>> start ENTRIES SHOWN

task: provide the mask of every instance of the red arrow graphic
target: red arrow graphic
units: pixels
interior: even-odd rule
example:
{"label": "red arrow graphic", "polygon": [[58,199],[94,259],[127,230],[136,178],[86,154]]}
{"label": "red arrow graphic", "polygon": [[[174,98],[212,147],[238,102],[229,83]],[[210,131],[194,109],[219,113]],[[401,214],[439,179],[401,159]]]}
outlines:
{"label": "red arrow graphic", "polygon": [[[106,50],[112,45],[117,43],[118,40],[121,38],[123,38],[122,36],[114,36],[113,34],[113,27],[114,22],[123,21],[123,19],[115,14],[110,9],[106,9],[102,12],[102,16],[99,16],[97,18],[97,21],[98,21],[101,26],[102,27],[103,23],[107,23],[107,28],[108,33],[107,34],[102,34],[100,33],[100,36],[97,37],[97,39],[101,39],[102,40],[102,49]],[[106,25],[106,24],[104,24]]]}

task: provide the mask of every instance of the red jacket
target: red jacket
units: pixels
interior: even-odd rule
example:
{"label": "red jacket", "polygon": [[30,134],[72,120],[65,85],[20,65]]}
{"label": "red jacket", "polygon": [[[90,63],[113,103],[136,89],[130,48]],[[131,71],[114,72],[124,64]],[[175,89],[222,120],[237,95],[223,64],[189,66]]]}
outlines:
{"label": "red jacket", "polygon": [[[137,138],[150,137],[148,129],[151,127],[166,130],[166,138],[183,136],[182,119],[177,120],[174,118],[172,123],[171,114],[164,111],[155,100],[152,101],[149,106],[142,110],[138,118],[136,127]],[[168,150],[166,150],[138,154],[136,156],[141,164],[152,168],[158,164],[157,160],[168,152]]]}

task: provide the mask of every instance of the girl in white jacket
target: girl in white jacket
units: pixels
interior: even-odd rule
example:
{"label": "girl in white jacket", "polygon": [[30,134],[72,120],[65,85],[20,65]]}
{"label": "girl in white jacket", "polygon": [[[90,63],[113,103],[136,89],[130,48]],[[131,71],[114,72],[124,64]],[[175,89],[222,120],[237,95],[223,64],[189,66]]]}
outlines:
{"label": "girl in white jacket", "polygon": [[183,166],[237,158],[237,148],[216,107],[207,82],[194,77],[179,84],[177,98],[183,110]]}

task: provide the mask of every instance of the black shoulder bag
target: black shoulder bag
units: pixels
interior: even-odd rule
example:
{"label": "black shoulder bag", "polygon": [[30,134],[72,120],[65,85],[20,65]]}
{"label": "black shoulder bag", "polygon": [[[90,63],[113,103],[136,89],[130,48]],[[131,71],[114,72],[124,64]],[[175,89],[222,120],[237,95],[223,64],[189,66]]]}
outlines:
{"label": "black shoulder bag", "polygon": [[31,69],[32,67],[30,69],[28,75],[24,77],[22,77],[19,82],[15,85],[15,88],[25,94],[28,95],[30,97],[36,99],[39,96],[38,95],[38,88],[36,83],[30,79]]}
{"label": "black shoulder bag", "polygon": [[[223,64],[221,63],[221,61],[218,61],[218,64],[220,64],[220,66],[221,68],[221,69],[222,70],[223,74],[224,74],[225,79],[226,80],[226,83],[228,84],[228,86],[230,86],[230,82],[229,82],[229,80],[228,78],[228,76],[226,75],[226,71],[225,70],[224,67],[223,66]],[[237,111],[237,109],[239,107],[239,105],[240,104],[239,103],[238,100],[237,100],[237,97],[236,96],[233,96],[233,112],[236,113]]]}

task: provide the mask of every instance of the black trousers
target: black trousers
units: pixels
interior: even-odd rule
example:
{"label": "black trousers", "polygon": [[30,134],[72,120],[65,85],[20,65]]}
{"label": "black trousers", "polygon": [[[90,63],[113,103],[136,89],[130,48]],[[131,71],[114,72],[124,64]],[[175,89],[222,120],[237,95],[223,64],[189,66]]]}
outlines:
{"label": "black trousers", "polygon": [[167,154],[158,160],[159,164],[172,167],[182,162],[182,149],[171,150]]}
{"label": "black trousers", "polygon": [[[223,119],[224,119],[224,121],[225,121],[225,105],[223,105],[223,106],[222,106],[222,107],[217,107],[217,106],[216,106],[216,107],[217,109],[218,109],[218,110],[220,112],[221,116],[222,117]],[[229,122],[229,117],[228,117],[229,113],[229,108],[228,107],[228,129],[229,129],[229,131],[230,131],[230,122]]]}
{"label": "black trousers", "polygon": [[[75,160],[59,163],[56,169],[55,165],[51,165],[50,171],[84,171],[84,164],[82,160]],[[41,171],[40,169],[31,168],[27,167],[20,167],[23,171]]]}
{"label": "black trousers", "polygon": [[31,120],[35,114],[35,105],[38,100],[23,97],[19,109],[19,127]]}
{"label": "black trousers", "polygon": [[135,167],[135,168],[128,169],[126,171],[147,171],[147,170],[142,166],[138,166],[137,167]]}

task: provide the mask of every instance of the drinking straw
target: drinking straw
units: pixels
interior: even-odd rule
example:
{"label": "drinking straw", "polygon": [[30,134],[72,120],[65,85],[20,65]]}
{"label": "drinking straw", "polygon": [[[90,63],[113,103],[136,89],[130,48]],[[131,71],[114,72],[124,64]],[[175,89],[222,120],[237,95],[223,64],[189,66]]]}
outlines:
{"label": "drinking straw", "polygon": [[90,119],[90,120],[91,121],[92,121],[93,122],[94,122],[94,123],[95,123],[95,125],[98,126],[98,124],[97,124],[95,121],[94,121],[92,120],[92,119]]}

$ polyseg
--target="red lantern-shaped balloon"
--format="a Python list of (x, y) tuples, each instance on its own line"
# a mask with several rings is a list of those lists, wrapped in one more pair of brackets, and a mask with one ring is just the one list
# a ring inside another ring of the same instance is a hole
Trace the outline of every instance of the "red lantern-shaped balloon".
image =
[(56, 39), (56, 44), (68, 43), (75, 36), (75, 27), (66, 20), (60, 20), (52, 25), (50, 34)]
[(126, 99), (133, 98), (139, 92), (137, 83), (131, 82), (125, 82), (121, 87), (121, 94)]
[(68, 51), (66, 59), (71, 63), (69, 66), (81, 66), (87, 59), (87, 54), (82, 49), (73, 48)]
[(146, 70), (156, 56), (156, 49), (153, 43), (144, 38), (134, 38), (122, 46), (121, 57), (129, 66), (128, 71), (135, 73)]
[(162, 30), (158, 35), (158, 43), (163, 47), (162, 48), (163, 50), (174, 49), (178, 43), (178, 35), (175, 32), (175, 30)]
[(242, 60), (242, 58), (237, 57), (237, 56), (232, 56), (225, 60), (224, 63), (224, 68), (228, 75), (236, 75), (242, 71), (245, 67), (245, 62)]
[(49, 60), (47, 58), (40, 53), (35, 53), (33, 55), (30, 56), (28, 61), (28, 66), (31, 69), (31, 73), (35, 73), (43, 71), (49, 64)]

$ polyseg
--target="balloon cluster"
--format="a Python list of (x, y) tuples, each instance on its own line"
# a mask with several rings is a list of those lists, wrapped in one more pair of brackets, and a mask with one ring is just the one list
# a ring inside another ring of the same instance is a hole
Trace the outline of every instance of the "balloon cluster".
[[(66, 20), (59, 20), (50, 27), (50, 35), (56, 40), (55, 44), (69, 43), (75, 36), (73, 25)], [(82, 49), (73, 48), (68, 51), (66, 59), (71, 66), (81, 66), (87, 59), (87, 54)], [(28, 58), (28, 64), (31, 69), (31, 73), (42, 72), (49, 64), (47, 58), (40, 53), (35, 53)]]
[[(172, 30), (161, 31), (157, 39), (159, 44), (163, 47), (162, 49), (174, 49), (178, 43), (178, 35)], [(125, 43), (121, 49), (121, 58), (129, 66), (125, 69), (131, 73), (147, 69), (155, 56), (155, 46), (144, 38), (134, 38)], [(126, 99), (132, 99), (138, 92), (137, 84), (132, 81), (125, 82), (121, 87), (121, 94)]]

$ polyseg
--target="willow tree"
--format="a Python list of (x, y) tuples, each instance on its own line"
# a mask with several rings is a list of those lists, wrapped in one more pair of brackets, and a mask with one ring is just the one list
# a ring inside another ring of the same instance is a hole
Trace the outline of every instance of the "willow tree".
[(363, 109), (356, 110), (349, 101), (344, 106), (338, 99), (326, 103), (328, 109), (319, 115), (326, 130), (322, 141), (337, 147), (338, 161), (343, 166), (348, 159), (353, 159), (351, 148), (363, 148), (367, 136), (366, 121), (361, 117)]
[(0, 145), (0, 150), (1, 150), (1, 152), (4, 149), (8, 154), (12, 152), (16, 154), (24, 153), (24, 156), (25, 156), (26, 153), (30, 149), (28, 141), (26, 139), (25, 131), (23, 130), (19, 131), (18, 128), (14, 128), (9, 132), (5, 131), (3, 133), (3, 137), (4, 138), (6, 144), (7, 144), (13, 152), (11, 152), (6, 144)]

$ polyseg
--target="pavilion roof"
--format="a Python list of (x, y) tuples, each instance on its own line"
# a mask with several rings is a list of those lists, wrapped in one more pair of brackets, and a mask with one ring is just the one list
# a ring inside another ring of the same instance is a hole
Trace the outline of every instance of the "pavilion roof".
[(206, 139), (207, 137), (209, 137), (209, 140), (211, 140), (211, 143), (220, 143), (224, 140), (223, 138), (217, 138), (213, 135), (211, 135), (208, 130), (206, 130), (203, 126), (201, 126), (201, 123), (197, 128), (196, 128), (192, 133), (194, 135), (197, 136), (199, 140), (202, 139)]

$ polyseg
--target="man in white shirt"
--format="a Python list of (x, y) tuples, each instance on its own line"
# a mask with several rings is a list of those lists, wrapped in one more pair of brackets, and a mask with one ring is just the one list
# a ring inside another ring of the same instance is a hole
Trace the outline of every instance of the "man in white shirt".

>> end ENTRIES SHOWN

EXERCISE INSTRUCTIONS:
Which lines of the rows above contain the word "task"? Gather each of those lines and copy it in full.

FULL ANSWER:
task: provide the mask of every instance of the red arrow graphic
task: provide the mask of every instance of the red jacket
task: provide the mask of every instance of the girl in white jacket
task: provide the mask of every instance of the black shoulder bag
task: provide the mask of every instance of the black trousers
task: provide the mask of every instance of the drinking straw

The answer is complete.